= Task description =
Reproduce all of the records exactly.

= The input =
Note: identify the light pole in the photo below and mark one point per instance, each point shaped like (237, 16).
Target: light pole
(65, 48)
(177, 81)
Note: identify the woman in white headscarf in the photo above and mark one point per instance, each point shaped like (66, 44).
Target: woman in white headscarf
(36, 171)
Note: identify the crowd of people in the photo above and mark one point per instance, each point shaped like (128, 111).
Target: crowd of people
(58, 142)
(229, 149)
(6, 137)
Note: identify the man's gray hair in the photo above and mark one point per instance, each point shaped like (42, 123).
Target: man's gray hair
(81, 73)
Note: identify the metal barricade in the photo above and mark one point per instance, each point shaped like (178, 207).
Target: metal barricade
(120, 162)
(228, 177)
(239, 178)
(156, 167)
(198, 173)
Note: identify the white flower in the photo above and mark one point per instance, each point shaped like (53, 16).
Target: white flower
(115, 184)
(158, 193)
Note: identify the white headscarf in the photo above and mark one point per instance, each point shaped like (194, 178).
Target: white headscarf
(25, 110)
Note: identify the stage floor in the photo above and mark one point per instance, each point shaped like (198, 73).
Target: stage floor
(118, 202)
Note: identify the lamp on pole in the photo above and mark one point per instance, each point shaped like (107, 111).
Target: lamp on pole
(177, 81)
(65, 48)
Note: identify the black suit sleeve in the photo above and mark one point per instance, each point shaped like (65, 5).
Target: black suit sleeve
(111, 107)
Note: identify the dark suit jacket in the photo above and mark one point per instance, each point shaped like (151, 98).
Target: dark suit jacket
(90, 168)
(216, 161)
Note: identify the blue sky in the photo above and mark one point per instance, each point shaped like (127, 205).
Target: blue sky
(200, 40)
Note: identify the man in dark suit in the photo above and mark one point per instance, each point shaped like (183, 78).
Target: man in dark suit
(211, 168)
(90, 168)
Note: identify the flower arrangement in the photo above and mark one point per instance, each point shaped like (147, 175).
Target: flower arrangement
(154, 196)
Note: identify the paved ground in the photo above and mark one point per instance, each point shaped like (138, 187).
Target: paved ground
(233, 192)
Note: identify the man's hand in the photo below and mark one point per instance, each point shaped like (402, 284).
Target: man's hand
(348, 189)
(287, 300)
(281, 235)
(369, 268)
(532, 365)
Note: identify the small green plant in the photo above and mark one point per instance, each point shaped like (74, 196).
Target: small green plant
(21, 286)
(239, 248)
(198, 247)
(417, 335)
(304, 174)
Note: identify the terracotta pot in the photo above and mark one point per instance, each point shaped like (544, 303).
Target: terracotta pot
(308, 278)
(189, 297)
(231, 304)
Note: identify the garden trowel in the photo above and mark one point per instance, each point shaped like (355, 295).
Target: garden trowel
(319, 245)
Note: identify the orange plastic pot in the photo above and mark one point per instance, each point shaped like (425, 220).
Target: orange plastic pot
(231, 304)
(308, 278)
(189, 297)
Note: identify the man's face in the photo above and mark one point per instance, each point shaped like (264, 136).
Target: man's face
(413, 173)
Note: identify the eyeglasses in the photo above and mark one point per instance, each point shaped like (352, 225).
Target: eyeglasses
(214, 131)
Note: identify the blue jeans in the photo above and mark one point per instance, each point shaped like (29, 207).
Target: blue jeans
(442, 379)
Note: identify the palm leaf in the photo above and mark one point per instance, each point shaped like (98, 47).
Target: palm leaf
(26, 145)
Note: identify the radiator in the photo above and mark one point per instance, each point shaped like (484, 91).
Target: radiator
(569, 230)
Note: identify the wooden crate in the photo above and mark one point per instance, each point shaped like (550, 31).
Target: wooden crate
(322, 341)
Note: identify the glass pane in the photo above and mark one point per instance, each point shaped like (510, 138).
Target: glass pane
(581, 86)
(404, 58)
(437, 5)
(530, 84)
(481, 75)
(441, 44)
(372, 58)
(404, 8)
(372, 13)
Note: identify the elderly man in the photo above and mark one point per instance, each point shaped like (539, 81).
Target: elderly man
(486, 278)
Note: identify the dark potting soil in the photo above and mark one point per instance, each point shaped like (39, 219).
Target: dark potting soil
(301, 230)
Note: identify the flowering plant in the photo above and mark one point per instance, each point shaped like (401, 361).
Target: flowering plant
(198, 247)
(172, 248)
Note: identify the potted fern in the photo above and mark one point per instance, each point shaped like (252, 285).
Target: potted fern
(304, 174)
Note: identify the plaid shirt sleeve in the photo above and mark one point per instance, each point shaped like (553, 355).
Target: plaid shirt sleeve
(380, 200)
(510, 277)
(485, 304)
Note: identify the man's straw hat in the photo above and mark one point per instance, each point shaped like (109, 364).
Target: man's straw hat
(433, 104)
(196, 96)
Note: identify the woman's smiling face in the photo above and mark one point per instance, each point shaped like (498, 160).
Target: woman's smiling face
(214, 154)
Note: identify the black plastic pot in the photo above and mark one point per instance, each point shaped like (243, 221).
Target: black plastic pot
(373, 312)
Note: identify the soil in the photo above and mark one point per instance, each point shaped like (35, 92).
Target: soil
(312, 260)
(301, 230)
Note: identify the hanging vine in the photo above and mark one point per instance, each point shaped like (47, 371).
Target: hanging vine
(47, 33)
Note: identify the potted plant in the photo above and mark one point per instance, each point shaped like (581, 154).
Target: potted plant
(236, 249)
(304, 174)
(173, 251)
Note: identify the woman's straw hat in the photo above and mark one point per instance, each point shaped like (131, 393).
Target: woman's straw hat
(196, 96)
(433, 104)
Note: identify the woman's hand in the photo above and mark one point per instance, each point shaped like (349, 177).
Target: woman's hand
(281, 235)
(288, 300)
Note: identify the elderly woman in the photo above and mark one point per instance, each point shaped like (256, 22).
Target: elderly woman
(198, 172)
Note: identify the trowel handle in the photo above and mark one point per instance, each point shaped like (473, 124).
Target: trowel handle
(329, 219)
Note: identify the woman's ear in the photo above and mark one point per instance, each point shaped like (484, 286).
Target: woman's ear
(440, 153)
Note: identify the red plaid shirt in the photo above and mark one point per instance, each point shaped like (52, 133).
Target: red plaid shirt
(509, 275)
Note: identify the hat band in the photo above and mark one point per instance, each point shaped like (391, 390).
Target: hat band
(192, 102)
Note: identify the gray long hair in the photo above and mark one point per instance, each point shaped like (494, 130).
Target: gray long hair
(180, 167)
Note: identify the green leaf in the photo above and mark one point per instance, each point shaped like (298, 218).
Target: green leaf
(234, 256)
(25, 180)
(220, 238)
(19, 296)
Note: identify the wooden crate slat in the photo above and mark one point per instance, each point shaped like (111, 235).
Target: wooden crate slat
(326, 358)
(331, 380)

= Task solution =
Note: identify the light pole in the photo below and mark one point per instance, each point shaped like (237, 16).
Target: light pole
(65, 48)
(177, 81)
Note: identify the woman in white headscarf in the photo above and mark one point per instance, each point shaped like (66, 44).
Target: woman in white headscarf
(36, 171)
Note: identify the crowd of people in the photo above and mark one point per instance, each point shaped like (128, 111).
Target: crowd of people
(58, 142)
(229, 149)
(6, 137)
Note: identify the man's gray hair in the photo above and mark one point per instance, each point shaped like (42, 123).
Target: man's gray hair
(81, 73)
Note: identify the metal barricade in the photo above and mark one point per instance, each point shaped like (178, 207).
Target: metal barricade
(120, 162)
(228, 177)
(239, 178)
(156, 167)
(198, 173)
Note: identify the white flower in the photo above and mark one point per instance, each point shaped like (53, 16).
Target: white flower
(115, 184)
(158, 193)
Note: identify the white headscarf in the photo above and mark one point per instance, each point shaped like (194, 178).
Target: white headscarf
(25, 110)
Note: identify the stage floor in the photo above and mark one point per instance, each point shaped like (198, 73).
Target: stage floor
(118, 202)
Note: identify the lamp on pole in the photo above and mark one point per instance, each point shaped like (107, 111).
Target: lamp on pole
(177, 81)
(65, 48)
Note: identify the black suit sleeve in the photo above and mark one point per instance, each point shaped like (65, 5).
Target: black suit sleeve
(111, 107)
Note: identify the dark suit jacket in the photo above and mark one point per instance, each point shaped like (151, 98).
Target: dark suit jacket
(90, 168)
(216, 161)
Note: identify the blue sky in the photo above and mark one point per instance, each point shaped like (127, 205).
Target: blue sky
(200, 40)
Note: identify the man in dark suit in the photo above and mark one point per instance, each point shaped like (183, 78).
Target: man in dark suit
(211, 168)
(90, 168)
Note: identify the flower arrangement in the photo above and mark one point per instance, each point shaped like (147, 175).
Target: flower arrangement
(154, 196)
Note: identify the paved ground in the photo above and mark one point per instance, each point shaped like (138, 187).
Target: paved ground
(233, 192)
Note: identify the man's hand in the photo below and mark one point per instance, each point shaped like (402, 284).
Target: man's hand
(348, 189)
(287, 300)
(281, 235)
(369, 268)
(532, 365)
Note: identify the small green plant in the photo above and mark one point per instance, each point shaped like (74, 196).
Target: small green plant
(21, 286)
(239, 248)
(198, 247)
(417, 335)
(304, 174)
Note: identify the terracotta pot in the photo above and mark one point per instance, each point shaped like (544, 303).
Target: terracotta pot
(308, 278)
(189, 297)
(231, 304)
Note: identify the garden trowel in the photo above and mark one point per instance, each point shaped like (355, 295).
Target: garden trowel
(319, 245)
Note: identify the orange plastic pot in the photo above and mark one point per instance, each point shaped like (425, 220).
Target: orange plastic pot
(231, 304)
(308, 278)
(189, 297)
Note: identify the man's face in the photo above and mark one point per instance, each point shaped like (264, 136).
Target: man's face
(413, 173)
Note: identify the eyeglasses in the photo above and mark one point per instance, each point shaped like (352, 225).
Target: eyeglasses
(214, 131)
Note: identify the blue jeans in the photo above and mark one point per instance, each point shaped like (29, 207).
Target: blue jeans
(442, 379)
Note: identify the palm leaf in the photo above and mark one point per instance, each point shaped like (98, 47).
Target: palm leaf
(26, 145)
Note: identify the radiator in the photo above and mark one point per instance, each point shaped like (484, 91).
Target: radiator
(569, 230)
Note: identify the wooden crate in the photo above and mark one point per instance, each point shaped like (550, 31).
Target: wooden crate
(322, 341)
Note: identify the glass pane in the photo above and mark one point per instance, each point shaped like (510, 138).
Target: glass pane
(581, 86)
(404, 58)
(437, 5)
(530, 84)
(481, 75)
(441, 44)
(372, 58)
(404, 8)
(372, 13)
Note: identify the elderly man in the photo above and mark one point per instance, each point shaped like (539, 81).
Target: elderly man
(486, 278)
Note: identify the dark potting soil in the photo above and mark one point per instance, each point shaped like (39, 219).
Target: dark potting soil
(301, 230)
Note: identify the flowering plant in the photo above and mark one point per instance, each point shaped like (401, 361).
Target: flowering plant
(198, 247)
(172, 248)
Note: identify the potted fern in the photo above and mark one point per instance, each point shaped like (252, 285).
Target: potted fern
(304, 174)
Note: identify the plaid shirt sleeve in the photo above and mark one point per instance, each point shaped like (553, 355).
Target: plaid shirt sleeve
(380, 200)
(510, 277)
(485, 304)
Note: identify the man's straw hat in the photo above and mark one point per instance, each point shaped like (109, 364).
Target: man's straw hat
(433, 104)
(196, 96)
Note: identify the woman's smiling face in the photo above and mark one point per instance, each point shaped like (498, 160).
Target: woman's smiling face
(214, 154)
Note: identify the black plastic pot in the photo above and mark one point per instance, each point shaped like (243, 221).
Target: black plastic pot
(373, 312)
Note: identify the soil in the photo above and mark one point per instance, each point shaped like (35, 92).
Target: soil
(312, 260)
(301, 230)
Note: identify the hanging vine in the photo above and mark one point per instance, each point shaped like (47, 371).
Target: hanging vine
(47, 33)
Note: identify the potted plant in the photo above and mark one point per instance, each point shaped like (581, 154).
Target: potted plant
(236, 249)
(304, 174)
(173, 251)
Note: identify the woman's straw hat in the photo above and mark one point per instance, each point shaped like (131, 393).
Target: woman's straw hat
(196, 96)
(433, 104)
Note: identify the woman's hand in the photo above and mark one point per instance, each point shaped like (349, 177).
Target: woman's hand
(281, 235)
(288, 300)
Note: identify the elderly woman in the photo above and mark one point per instance, each point shaped like (256, 22).
Target: elderly woman
(198, 172)
Note: identify the trowel handle in the photo above and mark one point per instance, each point shaped like (473, 124).
Target: trowel handle
(329, 219)
Note: identify the woman's ear in the photo above and mark one point per instance, each point shaped like (484, 286).
Target: woman's ear
(440, 153)
Note: identify the red plaid shirt in the photo above and mark one point per instance, each point shaped like (52, 133).
Target: red plaid shirt
(509, 275)
Note: identify the hat band in the photo above and mark one point per instance, each point shaped like (391, 390).
Target: hat band
(192, 102)
Note: identify the gray long hair in the photo above and mark one point per instance, each point shaped like (494, 130).
Target: gray long hair
(180, 167)
Note: identify the green leaf in the photo above and mark one point per instance, each point shaped like (298, 218).
Target: green leaf
(234, 256)
(25, 180)
(220, 238)
(19, 296)
Note: identify the wooden crate slat in the photo above and mark one point per instance, each point shaped like (111, 235).
Target: wooden crate slat
(326, 358)
(331, 380)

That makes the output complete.